» The task: Write out, character for character, the line containing "Query: building facade" and all lines after it up to the end of the listing.

» Extracted material:
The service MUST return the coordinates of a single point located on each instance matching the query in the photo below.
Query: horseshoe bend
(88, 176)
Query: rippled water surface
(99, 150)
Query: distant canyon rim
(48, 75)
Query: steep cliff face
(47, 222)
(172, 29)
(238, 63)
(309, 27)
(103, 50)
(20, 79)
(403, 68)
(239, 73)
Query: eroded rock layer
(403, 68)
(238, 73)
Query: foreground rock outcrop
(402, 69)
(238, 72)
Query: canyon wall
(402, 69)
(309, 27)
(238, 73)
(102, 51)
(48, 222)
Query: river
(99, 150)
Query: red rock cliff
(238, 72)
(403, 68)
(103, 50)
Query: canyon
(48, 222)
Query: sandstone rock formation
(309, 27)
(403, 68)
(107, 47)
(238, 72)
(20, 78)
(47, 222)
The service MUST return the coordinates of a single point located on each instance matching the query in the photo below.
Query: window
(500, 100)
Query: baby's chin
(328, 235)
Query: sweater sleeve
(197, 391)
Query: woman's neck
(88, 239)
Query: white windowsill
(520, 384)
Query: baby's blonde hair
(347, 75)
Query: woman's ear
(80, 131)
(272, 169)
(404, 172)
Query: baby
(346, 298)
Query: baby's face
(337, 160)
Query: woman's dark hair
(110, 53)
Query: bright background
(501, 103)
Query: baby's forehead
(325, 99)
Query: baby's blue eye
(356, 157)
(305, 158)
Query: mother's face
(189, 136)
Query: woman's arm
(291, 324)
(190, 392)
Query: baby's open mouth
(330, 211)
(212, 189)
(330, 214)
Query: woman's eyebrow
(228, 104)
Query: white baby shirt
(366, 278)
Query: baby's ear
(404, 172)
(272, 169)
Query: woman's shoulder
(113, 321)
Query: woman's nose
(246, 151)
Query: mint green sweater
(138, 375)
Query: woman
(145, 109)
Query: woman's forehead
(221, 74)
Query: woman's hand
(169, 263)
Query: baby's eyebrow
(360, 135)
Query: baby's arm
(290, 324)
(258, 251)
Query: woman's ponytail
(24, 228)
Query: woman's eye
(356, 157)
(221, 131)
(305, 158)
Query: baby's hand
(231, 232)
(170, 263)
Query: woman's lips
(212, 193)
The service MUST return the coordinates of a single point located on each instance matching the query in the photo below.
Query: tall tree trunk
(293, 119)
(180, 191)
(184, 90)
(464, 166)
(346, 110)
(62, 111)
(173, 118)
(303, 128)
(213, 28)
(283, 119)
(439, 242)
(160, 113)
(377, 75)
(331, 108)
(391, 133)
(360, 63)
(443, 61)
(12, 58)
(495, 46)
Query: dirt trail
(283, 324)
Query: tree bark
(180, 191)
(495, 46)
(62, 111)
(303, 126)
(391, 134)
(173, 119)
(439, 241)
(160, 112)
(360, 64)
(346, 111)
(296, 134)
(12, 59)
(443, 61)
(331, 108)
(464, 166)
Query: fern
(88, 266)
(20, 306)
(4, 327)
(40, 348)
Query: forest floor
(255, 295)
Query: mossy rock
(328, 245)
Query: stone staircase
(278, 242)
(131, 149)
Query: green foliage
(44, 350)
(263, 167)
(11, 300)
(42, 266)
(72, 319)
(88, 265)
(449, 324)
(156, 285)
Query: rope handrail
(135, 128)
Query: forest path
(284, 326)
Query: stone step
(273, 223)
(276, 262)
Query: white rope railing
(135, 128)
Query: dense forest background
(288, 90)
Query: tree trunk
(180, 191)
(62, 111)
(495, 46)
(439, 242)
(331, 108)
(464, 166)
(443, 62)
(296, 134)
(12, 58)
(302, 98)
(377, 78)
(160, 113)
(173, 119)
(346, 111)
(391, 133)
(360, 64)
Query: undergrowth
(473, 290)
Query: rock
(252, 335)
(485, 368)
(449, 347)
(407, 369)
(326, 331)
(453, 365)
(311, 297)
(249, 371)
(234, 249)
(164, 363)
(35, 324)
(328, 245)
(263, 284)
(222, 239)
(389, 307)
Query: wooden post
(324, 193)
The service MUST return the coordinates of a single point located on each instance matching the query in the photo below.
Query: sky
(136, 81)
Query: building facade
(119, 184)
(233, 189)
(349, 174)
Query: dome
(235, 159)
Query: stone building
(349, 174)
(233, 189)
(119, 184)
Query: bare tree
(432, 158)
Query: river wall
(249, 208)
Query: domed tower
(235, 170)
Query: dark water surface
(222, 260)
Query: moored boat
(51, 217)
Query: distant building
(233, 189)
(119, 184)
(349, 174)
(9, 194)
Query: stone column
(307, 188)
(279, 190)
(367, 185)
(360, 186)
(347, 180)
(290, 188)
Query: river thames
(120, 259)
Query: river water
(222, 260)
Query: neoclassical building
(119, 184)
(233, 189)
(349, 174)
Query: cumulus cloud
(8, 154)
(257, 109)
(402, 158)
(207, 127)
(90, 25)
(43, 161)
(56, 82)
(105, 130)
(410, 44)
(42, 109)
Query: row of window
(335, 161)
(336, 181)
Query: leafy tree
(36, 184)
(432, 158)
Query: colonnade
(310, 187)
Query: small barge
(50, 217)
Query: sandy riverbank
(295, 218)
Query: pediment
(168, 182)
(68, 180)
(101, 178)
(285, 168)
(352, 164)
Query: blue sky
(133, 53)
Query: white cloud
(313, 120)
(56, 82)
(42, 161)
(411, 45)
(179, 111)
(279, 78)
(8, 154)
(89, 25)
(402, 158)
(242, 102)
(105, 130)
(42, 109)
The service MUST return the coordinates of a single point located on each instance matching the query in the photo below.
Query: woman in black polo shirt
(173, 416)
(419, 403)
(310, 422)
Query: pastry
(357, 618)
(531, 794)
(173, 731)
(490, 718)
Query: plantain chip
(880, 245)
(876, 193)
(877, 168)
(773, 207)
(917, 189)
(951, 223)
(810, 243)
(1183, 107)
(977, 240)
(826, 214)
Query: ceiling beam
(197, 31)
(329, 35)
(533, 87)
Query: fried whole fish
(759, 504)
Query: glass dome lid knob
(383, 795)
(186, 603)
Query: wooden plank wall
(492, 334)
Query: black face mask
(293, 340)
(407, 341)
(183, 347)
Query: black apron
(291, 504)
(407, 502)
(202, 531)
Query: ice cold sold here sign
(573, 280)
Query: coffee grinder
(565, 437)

» Expected answer:
Query: building facade
(119, 184)
(233, 189)
(349, 174)
Query: dome
(235, 159)
Query: stone building
(349, 174)
(233, 189)
(119, 184)
Query: bare tree
(432, 158)
Query: river wall
(249, 208)
Query: domed tower
(235, 170)
Query: dark water surface
(222, 260)
Query: moored boat
(51, 217)
Query: distant building
(233, 189)
(119, 184)
(349, 174)
(9, 194)
Query: stone column
(307, 188)
(279, 190)
(367, 185)
(360, 186)
(347, 180)
(290, 188)
Query: river thames
(120, 259)
Query: river water
(222, 260)
Query: neoclassical building
(119, 184)
(233, 189)
(349, 174)
Query: cumulus cloud
(8, 154)
(257, 109)
(402, 158)
(207, 127)
(90, 25)
(43, 161)
(56, 82)
(105, 130)
(410, 44)
(42, 109)
Query: row of window
(335, 161)
(336, 181)
Query: leafy tree
(36, 184)
(432, 158)
Query: colonnade
(310, 187)
Query: small barge
(50, 217)
Query: sandy riverbank
(295, 218)
Query: pediment
(168, 182)
(68, 180)
(101, 178)
(285, 168)
(352, 164)
Query: blue sky
(133, 53)
Query: white cloud
(313, 120)
(56, 82)
(42, 161)
(411, 45)
(179, 111)
(279, 78)
(8, 154)
(89, 25)
(402, 158)
(242, 102)
(105, 130)
(42, 109)
The service MUST return the coordinates of a single point located on each instance matching the query in the photo below.
Query: woman in black polo shirt
(173, 416)
(419, 403)
(310, 422)
Query: pastry
(357, 618)
(531, 794)
(173, 731)
(490, 718)
Query: plantain chip
(880, 245)
(876, 193)
(877, 168)
(773, 207)
(917, 189)
(951, 223)
(810, 243)
(1183, 107)
(977, 240)
(826, 214)
Query: ceiling beam
(197, 31)
(329, 35)
(533, 87)
Query: fried whole fish
(759, 504)
Query: glass dome lid knob
(383, 795)
(186, 603)
Query: wooden plank wall
(492, 334)
Query: black face mask
(293, 340)
(407, 341)
(183, 347)
Query: black apron
(291, 504)
(407, 502)
(202, 531)
Query: ice cold sold here sign
(573, 280)
Query: coffee grinder
(565, 437)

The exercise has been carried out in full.